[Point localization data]

>>>

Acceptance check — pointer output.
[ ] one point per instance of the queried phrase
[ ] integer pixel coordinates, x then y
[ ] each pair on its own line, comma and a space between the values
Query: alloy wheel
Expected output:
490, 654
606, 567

<<<

Work order – With no additions or omissions, transcribe every record.

Response –
Acceptance check — pointer output.
[ ] one point per instance of the queried phrase
[ ] integer pixel coordinates, x then y
[ ] each pair on its own line, comma and a space between the values
Query: alloy wheel
Expected output:
490, 654
606, 567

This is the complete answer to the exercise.